— Start PROVIDED MATERIAL —

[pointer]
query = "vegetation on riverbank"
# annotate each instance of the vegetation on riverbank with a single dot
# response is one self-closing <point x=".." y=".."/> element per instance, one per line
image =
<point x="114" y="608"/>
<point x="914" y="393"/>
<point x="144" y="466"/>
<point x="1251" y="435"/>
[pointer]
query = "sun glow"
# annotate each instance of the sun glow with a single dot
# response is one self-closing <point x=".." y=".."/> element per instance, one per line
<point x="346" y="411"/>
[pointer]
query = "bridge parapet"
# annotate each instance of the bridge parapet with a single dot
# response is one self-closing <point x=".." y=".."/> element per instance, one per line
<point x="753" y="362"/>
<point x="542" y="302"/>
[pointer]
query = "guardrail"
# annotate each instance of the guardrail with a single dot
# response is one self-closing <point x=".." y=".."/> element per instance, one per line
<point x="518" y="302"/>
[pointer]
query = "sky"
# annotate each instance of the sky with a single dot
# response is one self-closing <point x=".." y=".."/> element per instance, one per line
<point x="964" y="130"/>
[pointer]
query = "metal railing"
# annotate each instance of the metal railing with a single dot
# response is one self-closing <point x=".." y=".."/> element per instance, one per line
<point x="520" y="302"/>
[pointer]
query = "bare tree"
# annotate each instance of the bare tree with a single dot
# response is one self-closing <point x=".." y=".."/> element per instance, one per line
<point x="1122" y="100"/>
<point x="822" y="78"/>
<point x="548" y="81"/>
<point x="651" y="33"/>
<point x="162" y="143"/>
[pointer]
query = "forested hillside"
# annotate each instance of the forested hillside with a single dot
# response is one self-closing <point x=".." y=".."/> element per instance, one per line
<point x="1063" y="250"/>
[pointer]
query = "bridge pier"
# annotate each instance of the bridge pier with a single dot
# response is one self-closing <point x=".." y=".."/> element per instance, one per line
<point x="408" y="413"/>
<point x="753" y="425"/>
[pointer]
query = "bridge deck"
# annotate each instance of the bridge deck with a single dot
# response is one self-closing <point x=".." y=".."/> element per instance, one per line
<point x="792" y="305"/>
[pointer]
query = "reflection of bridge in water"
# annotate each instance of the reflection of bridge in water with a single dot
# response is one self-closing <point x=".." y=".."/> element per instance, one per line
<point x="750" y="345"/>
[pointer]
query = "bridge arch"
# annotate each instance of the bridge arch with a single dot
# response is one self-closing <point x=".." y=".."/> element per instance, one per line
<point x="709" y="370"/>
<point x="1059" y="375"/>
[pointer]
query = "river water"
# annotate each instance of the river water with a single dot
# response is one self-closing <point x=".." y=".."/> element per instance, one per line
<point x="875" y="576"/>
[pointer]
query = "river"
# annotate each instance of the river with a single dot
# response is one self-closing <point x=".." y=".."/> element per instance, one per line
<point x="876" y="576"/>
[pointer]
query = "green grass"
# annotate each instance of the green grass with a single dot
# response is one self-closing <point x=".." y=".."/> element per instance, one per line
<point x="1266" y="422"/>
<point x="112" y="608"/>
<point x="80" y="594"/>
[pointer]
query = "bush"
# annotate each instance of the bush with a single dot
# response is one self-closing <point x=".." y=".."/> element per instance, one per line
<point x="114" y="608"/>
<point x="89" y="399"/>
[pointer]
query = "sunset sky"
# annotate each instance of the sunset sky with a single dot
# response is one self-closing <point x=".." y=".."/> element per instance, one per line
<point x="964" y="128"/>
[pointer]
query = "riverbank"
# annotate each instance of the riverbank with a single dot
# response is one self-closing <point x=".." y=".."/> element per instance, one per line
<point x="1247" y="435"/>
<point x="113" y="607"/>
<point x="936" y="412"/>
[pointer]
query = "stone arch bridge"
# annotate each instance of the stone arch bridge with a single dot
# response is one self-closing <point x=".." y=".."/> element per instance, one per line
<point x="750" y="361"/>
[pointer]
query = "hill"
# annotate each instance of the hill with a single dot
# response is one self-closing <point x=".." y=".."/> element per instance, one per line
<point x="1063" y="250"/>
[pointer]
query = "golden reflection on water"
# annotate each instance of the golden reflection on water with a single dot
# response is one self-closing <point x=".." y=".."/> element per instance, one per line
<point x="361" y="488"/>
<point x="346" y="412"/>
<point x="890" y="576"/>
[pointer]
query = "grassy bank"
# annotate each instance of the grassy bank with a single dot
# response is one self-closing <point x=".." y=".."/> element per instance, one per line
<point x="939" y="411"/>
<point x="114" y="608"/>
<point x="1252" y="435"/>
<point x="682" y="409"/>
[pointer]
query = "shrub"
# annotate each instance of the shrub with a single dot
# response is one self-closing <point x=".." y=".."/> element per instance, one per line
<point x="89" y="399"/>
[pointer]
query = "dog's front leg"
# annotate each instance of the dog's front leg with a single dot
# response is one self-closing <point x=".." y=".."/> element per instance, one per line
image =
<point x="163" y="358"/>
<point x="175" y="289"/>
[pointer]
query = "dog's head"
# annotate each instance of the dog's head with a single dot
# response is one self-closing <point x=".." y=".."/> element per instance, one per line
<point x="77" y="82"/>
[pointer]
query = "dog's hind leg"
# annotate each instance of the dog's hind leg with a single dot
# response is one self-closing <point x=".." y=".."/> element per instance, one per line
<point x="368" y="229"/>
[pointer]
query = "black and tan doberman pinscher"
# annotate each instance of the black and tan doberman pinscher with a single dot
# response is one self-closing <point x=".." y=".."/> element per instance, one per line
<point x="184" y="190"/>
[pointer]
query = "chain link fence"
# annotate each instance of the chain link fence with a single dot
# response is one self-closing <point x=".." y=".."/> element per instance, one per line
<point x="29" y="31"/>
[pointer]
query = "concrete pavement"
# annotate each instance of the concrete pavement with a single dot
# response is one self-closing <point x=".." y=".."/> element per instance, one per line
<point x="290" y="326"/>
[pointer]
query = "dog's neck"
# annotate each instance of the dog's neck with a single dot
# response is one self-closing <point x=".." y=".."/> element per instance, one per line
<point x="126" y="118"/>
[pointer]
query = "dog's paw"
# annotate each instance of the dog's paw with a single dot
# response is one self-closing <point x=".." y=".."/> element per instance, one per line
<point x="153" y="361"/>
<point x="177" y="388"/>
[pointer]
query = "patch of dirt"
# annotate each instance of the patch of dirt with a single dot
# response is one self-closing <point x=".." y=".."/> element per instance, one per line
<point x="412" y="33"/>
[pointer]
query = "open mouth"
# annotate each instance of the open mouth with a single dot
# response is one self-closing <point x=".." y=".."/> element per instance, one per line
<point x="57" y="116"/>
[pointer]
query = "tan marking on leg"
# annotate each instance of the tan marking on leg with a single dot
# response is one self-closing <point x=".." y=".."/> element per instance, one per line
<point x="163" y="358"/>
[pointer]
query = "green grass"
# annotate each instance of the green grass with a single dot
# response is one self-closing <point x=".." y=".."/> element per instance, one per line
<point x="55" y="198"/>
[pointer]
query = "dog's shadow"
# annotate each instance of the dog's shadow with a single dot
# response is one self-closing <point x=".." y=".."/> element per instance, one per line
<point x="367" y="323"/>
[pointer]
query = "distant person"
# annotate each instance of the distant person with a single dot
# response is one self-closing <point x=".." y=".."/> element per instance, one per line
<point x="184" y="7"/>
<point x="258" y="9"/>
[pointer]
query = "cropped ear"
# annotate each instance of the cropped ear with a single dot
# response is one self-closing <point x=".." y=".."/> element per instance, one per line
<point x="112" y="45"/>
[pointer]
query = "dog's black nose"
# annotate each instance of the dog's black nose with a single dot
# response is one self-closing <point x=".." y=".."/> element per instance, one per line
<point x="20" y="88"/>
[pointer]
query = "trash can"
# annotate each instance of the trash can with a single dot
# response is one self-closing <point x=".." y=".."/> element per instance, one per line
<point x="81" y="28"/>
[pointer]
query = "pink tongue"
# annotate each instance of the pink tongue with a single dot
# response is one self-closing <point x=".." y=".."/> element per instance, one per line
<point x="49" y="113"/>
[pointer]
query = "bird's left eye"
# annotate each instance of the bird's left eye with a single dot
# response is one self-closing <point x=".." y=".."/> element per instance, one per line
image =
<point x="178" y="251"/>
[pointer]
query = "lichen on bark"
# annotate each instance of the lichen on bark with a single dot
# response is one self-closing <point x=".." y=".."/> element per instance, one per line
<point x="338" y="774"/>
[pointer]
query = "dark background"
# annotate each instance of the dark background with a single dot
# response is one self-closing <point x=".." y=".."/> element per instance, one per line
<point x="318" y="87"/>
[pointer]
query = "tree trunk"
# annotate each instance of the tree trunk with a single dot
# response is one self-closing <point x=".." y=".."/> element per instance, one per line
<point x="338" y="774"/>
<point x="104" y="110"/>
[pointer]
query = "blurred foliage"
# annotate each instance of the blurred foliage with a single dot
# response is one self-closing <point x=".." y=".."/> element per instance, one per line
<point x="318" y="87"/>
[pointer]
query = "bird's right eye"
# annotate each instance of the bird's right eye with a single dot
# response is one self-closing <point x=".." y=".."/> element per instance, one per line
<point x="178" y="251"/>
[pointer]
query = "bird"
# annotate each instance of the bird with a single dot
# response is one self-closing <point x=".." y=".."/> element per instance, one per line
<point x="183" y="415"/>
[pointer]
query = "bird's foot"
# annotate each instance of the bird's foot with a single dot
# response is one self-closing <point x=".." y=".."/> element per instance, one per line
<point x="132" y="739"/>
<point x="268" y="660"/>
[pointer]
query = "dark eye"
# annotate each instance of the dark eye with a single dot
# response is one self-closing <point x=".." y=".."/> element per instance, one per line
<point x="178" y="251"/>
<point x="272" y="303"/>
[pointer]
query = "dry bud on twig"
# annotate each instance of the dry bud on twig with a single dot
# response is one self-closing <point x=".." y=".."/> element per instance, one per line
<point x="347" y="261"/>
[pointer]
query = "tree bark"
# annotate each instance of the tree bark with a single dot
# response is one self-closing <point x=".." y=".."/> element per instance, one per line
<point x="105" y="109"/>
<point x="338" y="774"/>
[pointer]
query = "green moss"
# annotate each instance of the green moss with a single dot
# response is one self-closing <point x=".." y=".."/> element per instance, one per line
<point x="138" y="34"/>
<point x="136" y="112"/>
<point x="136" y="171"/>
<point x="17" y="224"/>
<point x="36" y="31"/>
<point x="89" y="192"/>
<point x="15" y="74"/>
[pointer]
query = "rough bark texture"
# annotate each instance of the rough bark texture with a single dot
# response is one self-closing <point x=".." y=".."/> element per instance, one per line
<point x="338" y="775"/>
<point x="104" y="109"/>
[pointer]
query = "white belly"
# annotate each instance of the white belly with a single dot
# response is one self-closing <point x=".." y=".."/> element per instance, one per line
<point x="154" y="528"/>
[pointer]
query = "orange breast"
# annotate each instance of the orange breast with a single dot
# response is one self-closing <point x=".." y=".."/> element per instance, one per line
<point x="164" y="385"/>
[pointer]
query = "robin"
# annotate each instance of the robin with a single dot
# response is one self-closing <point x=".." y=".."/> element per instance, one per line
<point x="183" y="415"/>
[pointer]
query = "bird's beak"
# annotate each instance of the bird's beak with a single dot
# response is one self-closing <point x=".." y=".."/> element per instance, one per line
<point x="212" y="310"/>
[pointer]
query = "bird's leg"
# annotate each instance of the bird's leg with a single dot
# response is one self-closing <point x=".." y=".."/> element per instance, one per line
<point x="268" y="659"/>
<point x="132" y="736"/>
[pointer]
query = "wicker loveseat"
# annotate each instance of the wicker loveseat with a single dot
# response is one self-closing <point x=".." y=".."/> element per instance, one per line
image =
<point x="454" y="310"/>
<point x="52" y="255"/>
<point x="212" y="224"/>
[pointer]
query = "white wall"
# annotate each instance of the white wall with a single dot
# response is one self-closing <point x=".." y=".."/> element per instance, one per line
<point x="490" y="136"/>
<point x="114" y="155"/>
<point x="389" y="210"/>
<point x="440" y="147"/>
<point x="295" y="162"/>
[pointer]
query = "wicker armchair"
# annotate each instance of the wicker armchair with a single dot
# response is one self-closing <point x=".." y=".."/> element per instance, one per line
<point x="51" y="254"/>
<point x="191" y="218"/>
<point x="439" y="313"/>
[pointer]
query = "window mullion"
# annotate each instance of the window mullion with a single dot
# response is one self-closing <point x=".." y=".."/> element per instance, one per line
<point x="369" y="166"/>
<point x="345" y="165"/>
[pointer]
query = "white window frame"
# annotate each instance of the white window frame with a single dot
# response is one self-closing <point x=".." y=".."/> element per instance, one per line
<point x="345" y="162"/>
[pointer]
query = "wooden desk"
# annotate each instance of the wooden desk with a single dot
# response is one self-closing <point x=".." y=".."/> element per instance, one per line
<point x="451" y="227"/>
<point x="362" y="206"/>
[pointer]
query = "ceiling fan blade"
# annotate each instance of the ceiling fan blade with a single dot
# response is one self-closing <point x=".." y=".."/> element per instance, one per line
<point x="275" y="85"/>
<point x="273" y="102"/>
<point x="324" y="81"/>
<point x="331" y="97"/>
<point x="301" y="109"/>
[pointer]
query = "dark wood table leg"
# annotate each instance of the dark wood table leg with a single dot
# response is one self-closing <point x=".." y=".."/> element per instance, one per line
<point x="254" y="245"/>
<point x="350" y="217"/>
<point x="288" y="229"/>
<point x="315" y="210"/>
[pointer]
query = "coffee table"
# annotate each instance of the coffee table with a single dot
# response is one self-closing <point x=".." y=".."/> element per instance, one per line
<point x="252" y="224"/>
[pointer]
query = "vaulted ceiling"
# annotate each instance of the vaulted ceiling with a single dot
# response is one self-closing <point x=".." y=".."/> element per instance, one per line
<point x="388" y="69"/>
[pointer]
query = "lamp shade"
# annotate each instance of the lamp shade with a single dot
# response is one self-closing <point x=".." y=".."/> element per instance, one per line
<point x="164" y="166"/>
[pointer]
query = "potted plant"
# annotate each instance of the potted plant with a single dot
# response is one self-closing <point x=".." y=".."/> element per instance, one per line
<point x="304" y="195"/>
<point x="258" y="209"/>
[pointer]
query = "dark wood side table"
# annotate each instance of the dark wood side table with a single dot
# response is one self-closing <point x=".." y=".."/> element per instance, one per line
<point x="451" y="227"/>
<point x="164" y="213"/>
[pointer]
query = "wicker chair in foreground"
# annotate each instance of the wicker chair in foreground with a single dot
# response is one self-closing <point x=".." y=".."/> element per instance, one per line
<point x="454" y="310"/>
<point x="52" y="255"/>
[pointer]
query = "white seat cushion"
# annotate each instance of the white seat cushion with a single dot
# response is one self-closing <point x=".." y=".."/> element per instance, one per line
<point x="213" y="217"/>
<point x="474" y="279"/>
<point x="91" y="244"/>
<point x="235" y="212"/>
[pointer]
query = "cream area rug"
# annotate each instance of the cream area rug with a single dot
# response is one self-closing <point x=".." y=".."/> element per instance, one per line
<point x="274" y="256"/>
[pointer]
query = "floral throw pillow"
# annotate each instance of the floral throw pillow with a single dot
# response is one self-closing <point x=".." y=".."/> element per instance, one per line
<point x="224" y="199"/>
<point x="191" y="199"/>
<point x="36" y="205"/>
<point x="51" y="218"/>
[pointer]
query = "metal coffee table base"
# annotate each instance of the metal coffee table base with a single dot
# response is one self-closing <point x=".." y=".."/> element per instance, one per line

— End PROVIDED MATERIAL —

Extract every line from the items above that contains the word "wall", and copy each one in full.

| EXERCISE ANSWER |
query = "white wall"
# annotate each instance of the white wall with a single dot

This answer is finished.